[Pointing records for named objects]

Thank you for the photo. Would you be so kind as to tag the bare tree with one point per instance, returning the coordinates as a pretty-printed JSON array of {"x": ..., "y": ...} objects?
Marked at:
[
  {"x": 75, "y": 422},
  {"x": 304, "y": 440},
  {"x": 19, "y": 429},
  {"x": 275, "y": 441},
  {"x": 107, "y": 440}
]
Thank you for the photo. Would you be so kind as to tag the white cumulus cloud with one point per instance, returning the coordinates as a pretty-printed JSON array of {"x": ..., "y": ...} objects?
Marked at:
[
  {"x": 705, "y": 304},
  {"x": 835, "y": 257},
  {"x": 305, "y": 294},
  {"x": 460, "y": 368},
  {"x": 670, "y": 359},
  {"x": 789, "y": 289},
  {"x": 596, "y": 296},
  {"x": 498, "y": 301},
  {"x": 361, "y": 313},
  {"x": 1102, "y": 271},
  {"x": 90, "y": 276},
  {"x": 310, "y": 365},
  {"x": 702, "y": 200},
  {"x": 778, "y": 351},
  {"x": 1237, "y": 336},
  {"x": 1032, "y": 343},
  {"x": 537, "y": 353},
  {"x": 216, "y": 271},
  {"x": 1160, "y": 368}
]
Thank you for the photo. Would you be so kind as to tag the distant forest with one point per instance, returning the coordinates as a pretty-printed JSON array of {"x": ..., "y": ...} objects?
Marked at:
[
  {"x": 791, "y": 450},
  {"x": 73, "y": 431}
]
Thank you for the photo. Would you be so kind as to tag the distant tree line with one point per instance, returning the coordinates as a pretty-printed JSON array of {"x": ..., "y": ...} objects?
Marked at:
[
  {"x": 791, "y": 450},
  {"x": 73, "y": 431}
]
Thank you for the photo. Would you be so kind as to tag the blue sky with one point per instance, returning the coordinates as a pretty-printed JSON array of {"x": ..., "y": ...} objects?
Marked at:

▸ **Exercise**: Rewrite the entire listing above as a JSON array of strings, one string per line, omitting any blank lines.

▸ **Written answer**:
[
  "Thank you for the photo. Would you be so kind as to tag the bare tree with one point per instance, returning the coordinates as a pretty-printed JSON array of {\"x\": ..., \"y\": ...} objects?",
  "Marked at:",
  "[",
  "  {\"x\": 75, \"y\": 422},",
  "  {\"x\": 304, \"y\": 440},",
  "  {\"x\": 19, \"y\": 429},",
  "  {\"x\": 275, \"y\": 441},",
  "  {\"x\": 107, \"y\": 440}",
  "]",
  "Thank you for the photo. Would you be so kind as to tag the white cumulus cloud with one point per instance, returning the coordinates as a pretty-printed JSON array of {\"x\": ..., \"y\": ...} objects?",
  "Marked at:",
  "[",
  "  {\"x\": 705, \"y\": 304},",
  "  {\"x\": 835, \"y\": 257},",
  "  {\"x\": 305, \"y\": 294},",
  "  {\"x\": 460, \"y\": 368},",
  "  {\"x\": 670, \"y\": 359},",
  "  {\"x\": 789, \"y\": 289},",
  "  {\"x\": 596, \"y\": 296},",
  "  {\"x\": 498, \"y\": 301},",
  "  {\"x\": 361, \"y\": 313},",
  "  {\"x\": 1102, \"y\": 271},",
  "  {\"x\": 90, \"y\": 276},",
  "  {\"x\": 310, \"y\": 365},",
  "  {\"x\": 702, \"y\": 200},",
  "  {\"x\": 778, \"y\": 351},",
  "  {\"x\": 1237, \"y\": 336},",
  "  {\"x\": 1032, \"y\": 343},",
  "  {\"x\": 537, \"y\": 353},",
  "  {\"x\": 216, \"y\": 271},",
  "  {\"x\": 1160, \"y\": 368}",
  "]",
  "Thank you for the photo. Would you be so kind as to tag the distant forest with one point per instance, returning the coordinates as a pretty-printed JSON array of {\"x\": ..., \"y\": ...} objects?",
  "Marked at:",
  "[",
  "  {\"x\": 791, \"y\": 450},",
  "  {\"x\": 73, \"y\": 431}",
  "]",
  "Thank you for the photo. Would you be so kind as to tag the distant tree line with one point per instance, returning the coordinates as a pretty-printed JSON array of {\"x\": ..., \"y\": ...} objects?",
  "Marked at:",
  "[",
  "  {\"x\": 791, \"y\": 450},",
  "  {\"x\": 73, \"y\": 431}",
  "]",
  "Thank you for the photo. Would you be so kind as to tag the blue sky with one point per instance, returning the coordinates as a pretty-printed JSON array of {\"x\": ..., \"y\": ...} objects?",
  "Marked at:"
]